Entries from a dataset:
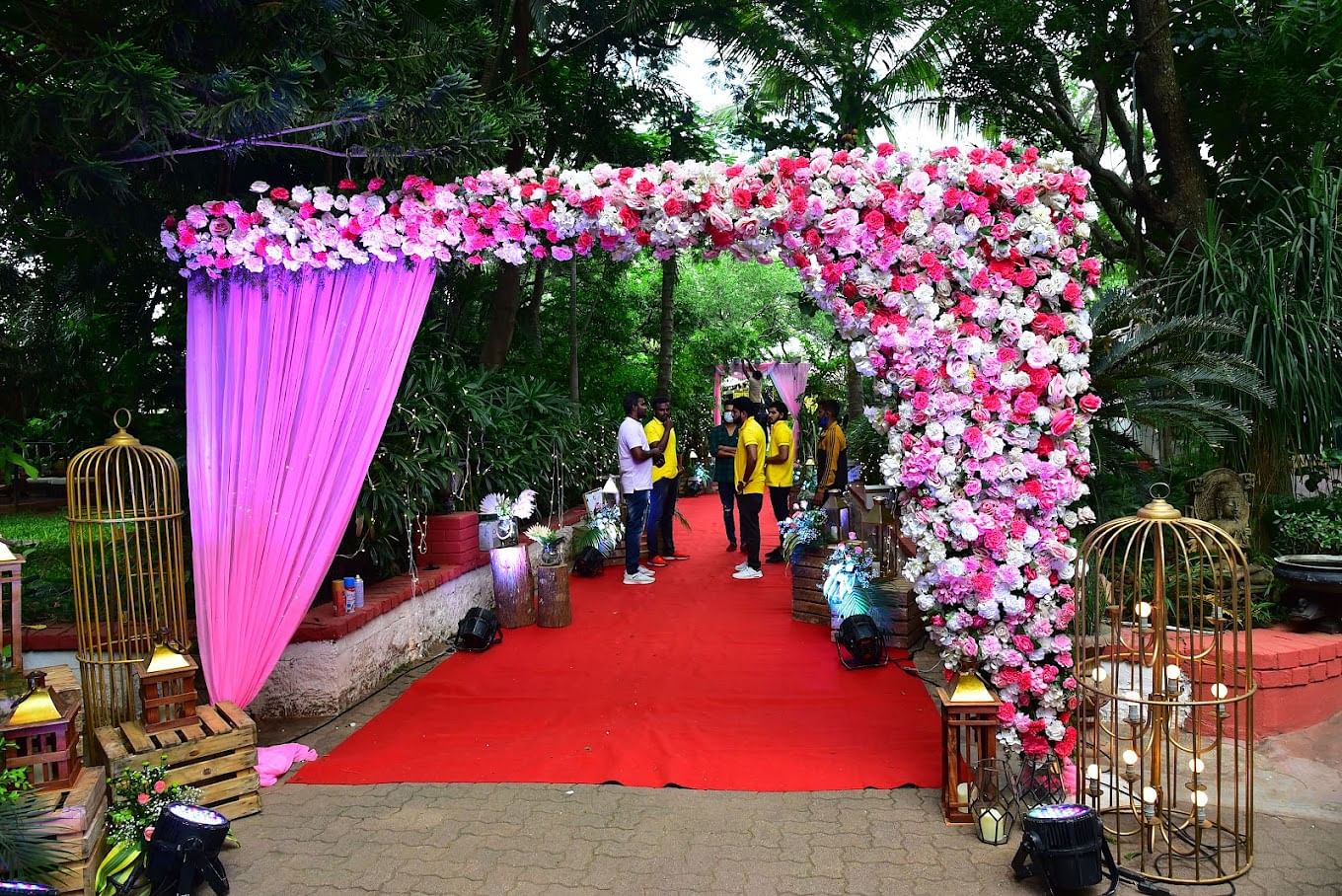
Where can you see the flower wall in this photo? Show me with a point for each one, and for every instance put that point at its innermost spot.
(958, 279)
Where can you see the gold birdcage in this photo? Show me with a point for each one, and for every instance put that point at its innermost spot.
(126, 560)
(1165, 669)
---
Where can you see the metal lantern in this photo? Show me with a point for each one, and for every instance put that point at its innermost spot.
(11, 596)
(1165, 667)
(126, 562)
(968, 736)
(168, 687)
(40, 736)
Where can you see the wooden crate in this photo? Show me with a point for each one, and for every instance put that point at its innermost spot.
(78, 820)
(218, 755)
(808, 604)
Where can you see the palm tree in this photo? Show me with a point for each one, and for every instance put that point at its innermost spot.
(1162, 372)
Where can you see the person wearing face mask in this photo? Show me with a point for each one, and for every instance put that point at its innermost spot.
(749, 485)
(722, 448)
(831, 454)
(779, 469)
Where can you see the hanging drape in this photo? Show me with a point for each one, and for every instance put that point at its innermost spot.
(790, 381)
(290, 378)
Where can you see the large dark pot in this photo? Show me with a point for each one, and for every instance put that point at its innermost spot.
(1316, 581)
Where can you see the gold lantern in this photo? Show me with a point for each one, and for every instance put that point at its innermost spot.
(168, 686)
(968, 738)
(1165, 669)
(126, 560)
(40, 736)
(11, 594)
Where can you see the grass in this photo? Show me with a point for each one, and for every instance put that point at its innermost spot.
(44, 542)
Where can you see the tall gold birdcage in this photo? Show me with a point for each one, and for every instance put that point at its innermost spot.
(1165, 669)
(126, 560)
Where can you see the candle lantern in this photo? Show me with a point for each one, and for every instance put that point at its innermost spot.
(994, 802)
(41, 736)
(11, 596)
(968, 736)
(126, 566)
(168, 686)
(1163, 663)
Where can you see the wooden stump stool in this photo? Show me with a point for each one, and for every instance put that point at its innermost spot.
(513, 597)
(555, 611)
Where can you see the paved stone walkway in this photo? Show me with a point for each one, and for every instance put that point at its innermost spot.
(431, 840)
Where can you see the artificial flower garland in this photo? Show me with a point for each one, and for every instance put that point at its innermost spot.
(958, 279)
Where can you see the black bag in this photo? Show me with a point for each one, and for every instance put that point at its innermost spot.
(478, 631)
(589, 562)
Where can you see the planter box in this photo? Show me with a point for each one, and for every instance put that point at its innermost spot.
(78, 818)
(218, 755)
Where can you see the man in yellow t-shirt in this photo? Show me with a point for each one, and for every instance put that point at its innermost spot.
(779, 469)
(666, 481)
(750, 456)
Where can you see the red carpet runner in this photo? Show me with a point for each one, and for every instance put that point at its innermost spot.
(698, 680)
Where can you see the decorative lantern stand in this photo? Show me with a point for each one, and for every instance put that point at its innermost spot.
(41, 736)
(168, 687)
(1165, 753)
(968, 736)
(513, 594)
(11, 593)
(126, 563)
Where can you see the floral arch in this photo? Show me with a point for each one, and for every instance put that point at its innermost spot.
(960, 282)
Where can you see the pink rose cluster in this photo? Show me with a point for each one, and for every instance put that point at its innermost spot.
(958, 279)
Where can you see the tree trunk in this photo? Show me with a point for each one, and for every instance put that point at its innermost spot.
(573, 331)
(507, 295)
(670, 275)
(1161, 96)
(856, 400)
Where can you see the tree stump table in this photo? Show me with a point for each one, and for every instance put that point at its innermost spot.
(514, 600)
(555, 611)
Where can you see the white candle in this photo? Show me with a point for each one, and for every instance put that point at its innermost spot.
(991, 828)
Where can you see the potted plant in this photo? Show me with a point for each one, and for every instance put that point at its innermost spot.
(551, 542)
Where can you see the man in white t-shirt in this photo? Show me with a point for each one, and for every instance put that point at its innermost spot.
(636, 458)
==
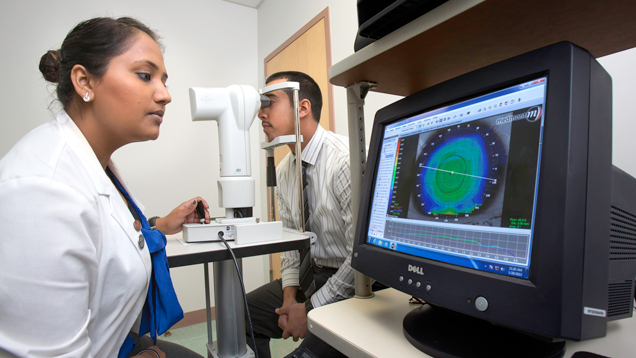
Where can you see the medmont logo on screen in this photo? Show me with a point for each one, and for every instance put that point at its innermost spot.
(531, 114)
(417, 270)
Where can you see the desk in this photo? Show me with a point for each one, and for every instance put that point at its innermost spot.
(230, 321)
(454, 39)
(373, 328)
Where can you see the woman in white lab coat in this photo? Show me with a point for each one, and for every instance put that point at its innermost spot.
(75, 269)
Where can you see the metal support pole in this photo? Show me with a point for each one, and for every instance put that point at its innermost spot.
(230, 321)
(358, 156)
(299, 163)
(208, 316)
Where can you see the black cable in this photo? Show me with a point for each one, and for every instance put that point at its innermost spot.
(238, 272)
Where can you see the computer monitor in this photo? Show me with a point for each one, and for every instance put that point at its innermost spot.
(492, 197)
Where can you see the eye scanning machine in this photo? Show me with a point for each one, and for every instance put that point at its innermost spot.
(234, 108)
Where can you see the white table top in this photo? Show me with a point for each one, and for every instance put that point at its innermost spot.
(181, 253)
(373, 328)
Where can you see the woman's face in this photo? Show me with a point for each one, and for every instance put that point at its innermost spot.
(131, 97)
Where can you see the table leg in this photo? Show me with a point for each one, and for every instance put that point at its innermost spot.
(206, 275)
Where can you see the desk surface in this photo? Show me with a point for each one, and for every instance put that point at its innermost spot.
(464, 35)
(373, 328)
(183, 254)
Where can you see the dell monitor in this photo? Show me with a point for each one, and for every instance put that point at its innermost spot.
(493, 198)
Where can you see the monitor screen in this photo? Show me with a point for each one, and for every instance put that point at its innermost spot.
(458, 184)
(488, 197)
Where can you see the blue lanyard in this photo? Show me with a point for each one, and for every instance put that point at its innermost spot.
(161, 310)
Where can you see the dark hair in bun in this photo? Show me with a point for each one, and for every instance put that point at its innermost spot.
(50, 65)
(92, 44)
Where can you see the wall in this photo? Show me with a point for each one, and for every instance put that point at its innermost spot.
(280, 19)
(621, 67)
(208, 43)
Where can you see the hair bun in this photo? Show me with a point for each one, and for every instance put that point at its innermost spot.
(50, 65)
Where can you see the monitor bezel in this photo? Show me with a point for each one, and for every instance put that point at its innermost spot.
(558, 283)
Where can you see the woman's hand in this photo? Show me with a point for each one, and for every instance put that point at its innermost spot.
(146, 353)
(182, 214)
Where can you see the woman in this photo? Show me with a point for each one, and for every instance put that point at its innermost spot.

* [TASK INSTRUCTIONS]:
Collect every line of the records that contains the word "tree". Case counts.

* [TASK ANSWER]:
Where can you see the palm tree in this photo? Show me with a point for each one, and for every instance put that point at its innermost spot.
Where can you see the tree trunk in this photo? Show me with a point for each one, and for every instance put that point at its innermost spot.
Where can you see the tree stump table in this photo? Show me with a point for each one, and for every instance put that point at its innermost spot.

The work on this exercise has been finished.